Data lines
>>

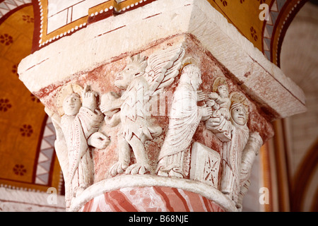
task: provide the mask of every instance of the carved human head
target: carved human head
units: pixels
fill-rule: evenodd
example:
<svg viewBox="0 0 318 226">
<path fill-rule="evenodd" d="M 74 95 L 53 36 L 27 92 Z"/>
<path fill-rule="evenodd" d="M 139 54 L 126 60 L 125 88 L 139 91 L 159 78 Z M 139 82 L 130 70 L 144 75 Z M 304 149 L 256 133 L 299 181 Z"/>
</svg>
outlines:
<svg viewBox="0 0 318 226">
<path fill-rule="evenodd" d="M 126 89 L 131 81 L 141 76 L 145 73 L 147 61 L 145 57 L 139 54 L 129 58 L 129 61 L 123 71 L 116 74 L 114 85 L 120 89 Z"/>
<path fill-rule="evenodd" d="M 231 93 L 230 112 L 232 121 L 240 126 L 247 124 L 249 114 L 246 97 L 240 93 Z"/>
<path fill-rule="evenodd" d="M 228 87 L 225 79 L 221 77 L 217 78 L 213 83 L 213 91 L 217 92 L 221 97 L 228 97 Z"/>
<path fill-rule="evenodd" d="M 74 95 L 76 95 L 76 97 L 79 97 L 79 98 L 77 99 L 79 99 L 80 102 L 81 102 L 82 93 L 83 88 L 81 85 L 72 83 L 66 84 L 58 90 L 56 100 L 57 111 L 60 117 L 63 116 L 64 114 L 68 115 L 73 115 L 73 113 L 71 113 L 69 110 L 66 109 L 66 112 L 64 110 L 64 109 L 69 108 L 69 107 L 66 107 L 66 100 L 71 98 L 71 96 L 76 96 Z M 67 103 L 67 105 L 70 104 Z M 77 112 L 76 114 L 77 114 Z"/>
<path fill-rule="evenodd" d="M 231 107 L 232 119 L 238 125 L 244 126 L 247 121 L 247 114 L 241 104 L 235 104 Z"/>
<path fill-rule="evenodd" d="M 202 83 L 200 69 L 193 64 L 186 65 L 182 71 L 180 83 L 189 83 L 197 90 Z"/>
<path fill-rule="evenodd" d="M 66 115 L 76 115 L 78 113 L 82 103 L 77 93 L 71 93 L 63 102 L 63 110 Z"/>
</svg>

<<
>>

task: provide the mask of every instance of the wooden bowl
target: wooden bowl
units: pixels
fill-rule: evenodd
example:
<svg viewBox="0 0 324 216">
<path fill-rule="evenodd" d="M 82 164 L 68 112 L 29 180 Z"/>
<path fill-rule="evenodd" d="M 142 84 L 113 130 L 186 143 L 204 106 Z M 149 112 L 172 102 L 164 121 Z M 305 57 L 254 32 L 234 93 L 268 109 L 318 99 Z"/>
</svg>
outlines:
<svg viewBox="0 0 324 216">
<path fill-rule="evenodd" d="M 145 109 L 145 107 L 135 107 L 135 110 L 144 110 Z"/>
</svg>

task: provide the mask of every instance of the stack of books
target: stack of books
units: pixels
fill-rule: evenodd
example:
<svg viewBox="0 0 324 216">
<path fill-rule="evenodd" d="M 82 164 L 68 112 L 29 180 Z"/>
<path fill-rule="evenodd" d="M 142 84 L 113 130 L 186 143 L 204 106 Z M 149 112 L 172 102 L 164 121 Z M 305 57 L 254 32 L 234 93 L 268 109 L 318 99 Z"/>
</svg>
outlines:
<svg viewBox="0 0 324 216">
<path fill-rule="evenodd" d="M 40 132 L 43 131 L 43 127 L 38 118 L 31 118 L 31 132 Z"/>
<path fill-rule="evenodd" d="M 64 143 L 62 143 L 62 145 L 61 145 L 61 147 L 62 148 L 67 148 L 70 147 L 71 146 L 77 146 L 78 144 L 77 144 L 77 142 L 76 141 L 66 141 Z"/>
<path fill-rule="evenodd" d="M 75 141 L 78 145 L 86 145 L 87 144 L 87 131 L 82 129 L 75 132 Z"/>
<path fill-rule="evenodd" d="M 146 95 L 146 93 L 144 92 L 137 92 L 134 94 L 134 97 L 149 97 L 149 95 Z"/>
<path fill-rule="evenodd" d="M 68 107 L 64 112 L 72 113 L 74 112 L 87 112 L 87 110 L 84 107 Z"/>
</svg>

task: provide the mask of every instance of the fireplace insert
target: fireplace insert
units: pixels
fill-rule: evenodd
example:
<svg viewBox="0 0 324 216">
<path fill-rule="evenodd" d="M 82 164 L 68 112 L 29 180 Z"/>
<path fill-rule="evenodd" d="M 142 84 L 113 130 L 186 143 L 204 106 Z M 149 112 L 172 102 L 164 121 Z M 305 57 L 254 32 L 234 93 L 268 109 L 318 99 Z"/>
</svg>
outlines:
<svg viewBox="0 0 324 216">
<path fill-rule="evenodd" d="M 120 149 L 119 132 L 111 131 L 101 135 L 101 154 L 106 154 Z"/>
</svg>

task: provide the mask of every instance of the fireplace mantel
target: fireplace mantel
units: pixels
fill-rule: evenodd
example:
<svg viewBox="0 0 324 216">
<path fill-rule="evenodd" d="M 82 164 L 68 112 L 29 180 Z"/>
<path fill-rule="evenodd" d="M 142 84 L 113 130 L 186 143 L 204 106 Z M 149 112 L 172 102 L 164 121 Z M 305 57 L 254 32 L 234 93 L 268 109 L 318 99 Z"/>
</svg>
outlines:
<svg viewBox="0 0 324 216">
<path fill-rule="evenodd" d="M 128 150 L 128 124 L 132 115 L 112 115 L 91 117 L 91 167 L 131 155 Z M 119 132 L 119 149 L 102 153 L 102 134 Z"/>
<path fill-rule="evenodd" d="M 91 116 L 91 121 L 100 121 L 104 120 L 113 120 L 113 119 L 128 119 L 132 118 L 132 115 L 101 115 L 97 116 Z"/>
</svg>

<<

### TASK GOAL
Pull out every line of the material above that contains the string "target", and copy each one in full.

### SOLUTION TO THIS EXERCISE
target: carved human head
target: wooden bowl
target: stack of books
target: fireplace insert
target: fireplace mantel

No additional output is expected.